## Исходный текст:
· · · · ·

Ярослав Ивашкевич - Шопен
«Все это вместе взятое приводило к тому, — мы еще раз процитируем Листа, единственного биографа, который виделся с Шопеном ежедневно, — все это вместе взятое приводило к тому, что Шопен, хоть и связанный со многими выдающимися представителями тогдашнего литературного и художественного движения столь тесно, что, казалось, должен был быть им близок, тем не менее всегда оставался в их среде чужим».
Часто говорят о том — да и сам я уже высказывал это мнение, — что Шопен приехал в Париж уже зрелым человеком. Так оно в действительности и было. Но превращение зрелого юноши в великого человека в обстановке горького одиночества и тонко подмеченной Листом отчужденности должно было отразиться на творчестве автора двух концертов. Вот в чем истоки этого надрыва, трагизма в сочинениях Шопена, что не лишает их силы, но превращает их в одинокие храмы, в воздушные замки этого революционера не у дел.

· · · · ·

## Письменное задание:
Назовите, пожалуйста, биографа, который, согласно тексту о Шопене, был единственным, кто виделся с Шопеном ежедневно.

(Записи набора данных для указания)
· · · · ·

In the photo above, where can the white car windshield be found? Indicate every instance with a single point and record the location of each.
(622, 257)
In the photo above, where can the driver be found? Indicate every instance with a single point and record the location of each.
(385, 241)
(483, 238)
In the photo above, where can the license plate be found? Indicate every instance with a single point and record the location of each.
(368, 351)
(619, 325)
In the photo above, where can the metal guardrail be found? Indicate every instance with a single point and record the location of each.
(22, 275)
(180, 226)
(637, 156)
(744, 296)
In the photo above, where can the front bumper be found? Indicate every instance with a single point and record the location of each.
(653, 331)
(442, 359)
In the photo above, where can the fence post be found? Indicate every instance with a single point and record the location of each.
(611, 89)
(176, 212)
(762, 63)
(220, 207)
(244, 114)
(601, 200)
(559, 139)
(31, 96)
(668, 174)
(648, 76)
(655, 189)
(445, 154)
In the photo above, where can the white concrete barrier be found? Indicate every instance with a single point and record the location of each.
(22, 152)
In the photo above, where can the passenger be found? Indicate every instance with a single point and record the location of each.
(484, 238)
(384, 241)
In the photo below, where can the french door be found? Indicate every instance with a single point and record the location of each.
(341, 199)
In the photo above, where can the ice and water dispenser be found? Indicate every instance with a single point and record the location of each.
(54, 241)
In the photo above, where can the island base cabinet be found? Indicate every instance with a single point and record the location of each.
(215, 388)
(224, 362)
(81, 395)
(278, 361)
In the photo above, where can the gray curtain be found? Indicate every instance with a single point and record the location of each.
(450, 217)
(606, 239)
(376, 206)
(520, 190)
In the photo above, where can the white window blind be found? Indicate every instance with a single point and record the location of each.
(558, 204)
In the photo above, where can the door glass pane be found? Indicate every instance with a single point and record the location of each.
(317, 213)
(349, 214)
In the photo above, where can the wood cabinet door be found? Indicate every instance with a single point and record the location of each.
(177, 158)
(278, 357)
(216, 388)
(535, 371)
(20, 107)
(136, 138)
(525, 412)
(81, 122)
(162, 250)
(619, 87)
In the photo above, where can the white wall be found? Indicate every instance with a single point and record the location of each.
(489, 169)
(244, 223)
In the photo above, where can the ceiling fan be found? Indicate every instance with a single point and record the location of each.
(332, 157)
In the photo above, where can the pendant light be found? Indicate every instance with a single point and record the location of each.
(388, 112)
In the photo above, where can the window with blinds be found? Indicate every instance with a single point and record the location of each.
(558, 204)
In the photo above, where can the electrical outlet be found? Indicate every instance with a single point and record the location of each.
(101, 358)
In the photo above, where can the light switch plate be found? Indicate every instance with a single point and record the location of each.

· · · · ·

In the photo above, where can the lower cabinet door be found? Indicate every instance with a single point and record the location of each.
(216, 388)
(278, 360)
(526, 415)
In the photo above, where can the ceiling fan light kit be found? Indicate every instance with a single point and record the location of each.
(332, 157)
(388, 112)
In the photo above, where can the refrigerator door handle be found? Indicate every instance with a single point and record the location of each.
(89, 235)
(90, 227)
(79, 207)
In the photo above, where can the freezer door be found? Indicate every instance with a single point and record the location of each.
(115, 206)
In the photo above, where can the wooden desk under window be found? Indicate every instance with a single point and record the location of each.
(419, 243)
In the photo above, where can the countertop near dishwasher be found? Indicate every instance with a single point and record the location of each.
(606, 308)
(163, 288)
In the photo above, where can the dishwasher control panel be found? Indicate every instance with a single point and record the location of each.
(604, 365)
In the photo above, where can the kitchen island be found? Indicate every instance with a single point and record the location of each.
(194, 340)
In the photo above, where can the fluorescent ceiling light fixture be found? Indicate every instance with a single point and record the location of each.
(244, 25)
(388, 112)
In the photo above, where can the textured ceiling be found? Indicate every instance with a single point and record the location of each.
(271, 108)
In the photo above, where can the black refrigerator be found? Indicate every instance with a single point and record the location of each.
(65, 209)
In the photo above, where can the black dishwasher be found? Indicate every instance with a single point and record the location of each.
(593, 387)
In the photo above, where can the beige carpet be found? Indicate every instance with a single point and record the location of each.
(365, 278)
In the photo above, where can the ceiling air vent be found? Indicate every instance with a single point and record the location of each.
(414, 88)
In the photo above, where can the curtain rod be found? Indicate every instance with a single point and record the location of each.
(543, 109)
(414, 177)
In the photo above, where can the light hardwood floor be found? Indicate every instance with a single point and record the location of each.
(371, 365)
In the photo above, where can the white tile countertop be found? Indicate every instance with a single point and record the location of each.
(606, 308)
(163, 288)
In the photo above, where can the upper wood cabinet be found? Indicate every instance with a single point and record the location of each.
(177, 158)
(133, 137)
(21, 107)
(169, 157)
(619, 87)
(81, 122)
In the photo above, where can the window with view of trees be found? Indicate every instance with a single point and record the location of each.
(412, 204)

· · · · ·

## Ответ ниже:
Лист.